** start Records to use **

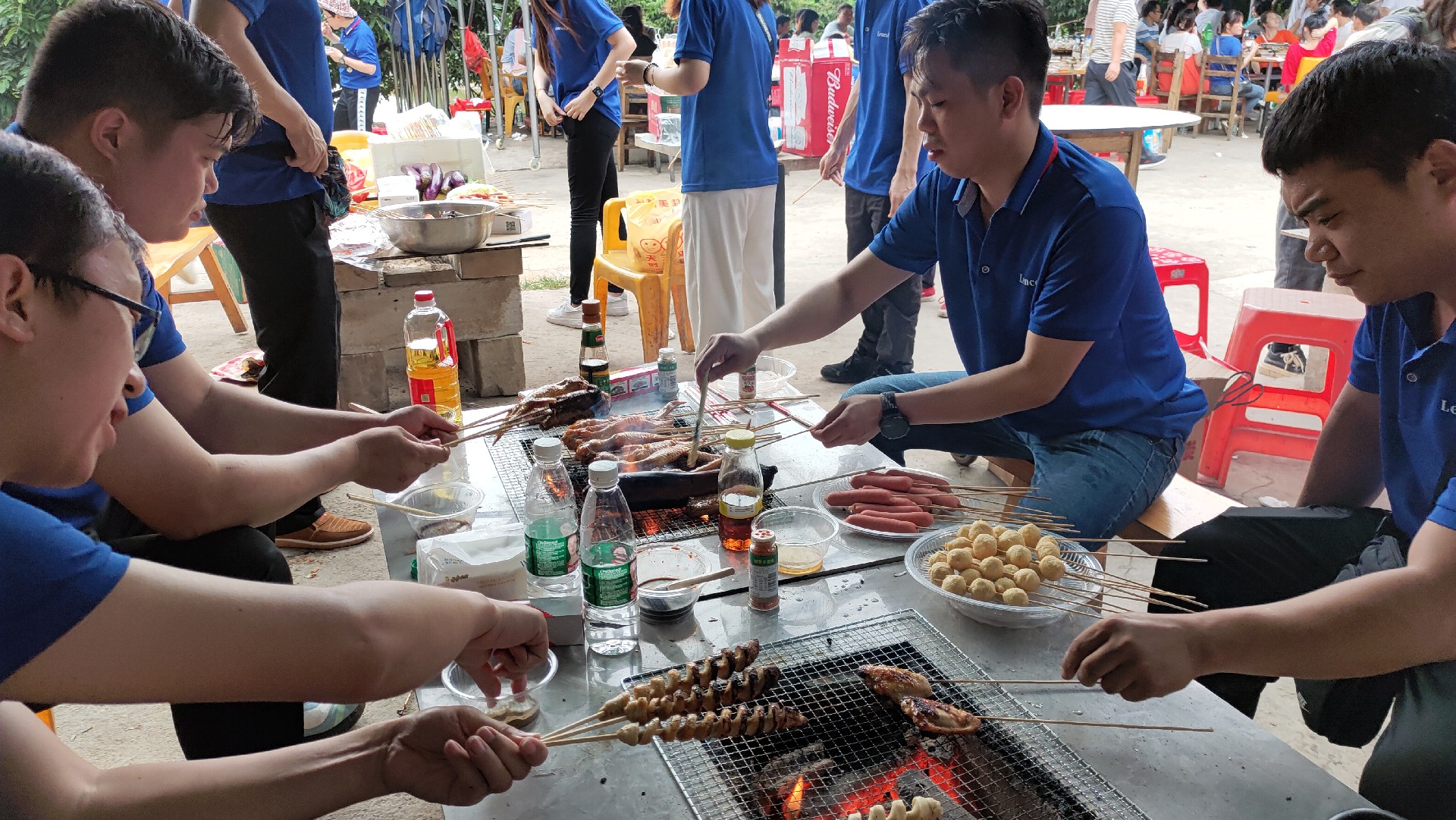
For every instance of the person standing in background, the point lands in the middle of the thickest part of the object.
(357, 55)
(576, 86)
(730, 172)
(877, 156)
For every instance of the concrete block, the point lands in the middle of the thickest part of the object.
(487, 264)
(481, 309)
(492, 367)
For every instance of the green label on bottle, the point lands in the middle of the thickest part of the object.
(548, 557)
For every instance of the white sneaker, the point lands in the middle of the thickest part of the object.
(566, 315)
(618, 305)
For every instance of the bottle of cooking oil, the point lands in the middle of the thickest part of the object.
(431, 360)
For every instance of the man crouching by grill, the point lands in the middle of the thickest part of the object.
(1069, 353)
(1356, 602)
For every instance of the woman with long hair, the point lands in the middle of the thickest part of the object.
(579, 46)
(723, 71)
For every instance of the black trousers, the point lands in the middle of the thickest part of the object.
(1263, 555)
(592, 175)
(356, 109)
(283, 253)
(216, 730)
(890, 321)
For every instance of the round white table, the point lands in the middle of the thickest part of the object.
(1112, 128)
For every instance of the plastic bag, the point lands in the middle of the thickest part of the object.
(650, 218)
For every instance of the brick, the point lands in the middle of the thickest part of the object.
(481, 309)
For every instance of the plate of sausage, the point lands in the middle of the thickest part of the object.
(896, 503)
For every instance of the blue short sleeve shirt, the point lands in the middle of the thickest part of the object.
(1417, 388)
(52, 577)
(1065, 258)
(726, 126)
(357, 41)
(286, 36)
(579, 58)
(880, 120)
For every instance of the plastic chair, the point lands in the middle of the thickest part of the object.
(655, 291)
(1276, 315)
(1177, 269)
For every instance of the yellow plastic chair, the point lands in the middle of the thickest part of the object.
(654, 291)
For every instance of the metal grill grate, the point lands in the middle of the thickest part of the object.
(514, 459)
(855, 745)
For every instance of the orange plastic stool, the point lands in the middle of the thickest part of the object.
(1177, 269)
(1276, 315)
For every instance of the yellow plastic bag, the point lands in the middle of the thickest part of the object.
(650, 216)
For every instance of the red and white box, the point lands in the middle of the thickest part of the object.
(816, 80)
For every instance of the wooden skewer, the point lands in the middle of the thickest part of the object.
(391, 504)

** end Records to use **

Directive »
Pictures in the records above are left out; print everything else exactly as written.

Answer to this problem »
For every instance of the person standing in background, the point lands in the middle of the thickest part of the object.
(357, 55)
(576, 86)
(730, 172)
(877, 156)
For every instance of the concrete block, the point lands in the middle of the thickest part of the object.
(487, 264)
(481, 309)
(492, 367)
For every instance of the green label on bottle, the point lands in the middle of the thickest part of the object.
(548, 557)
For every instance of the white sneaker, the point lands in the middle of the thickest part of the object.
(566, 315)
(618, 305)
For every instance of the bottle of cooking oil, the point lands in the middle of the thickest part of the object.
(431, 360)
For every instance of the man crouching by grill, the point lands in the middle of the thickest part of the object.
(1069, 353)
(1356, 602)
For every instance of the woman with long hair, the point lands in the middle of the thickest part of the object.
(579, 46)
(723, 71)
For every instance of the black trousers, the point lands in the middle of the thickest part of the object.
(1263, 555)
(592, 175)
(356, 109)
(283, 253)
(216, 730)
(890, 321)
For every instance of the round white table, the point lands in the middle of the thickest part of the object.
(1112, 128)
For every instance of the plastic bag, the point lands in the middle of the thickest part of the object.
(650, 218)
For every instance of the brick, the point lands in the middle of the thickest part of the object.
(481, 309)
For every instance of the plate of sausage, the point lands in the middle of the thickest part of the object.
(896, 503)
For every instance of the blue short sleeve shirt, the point lands in the middle of the thickest part of the object.
(1417, 388)
(52, 577)
(1065, 258)
(726, 126)
(357, 41)
(286, 36)
(579, 58)
(880, 120)
For every instance of the plastic chair, the point lands in the middle of the thickest part of the object.
(655, 291)
(1276, 315)
(1177, 269)
For every instance of the yellow plastic chair, the point lands in the middle of the thickest part of the object.
(654, 291)
For every instance of the metal grill grate, the point lands in the middle of the thickest part of the object.
(514, 459)
(855, 745)
For every instance of the orange plastic stool, the point lands in the middle of the thickest part of the object.
(1177, 269)
(1276, 315)
For every instance of the yellow plastic bag, the point lands in the middle of the thickest part of the object.
(650, 216)
For every instance of the red and white box, the point lands in the middle of the thickest part of the object.
(816, 80)
For every instance of the wooden skewer, the point lands in the middle of the thickest part of the object.
(391, 504)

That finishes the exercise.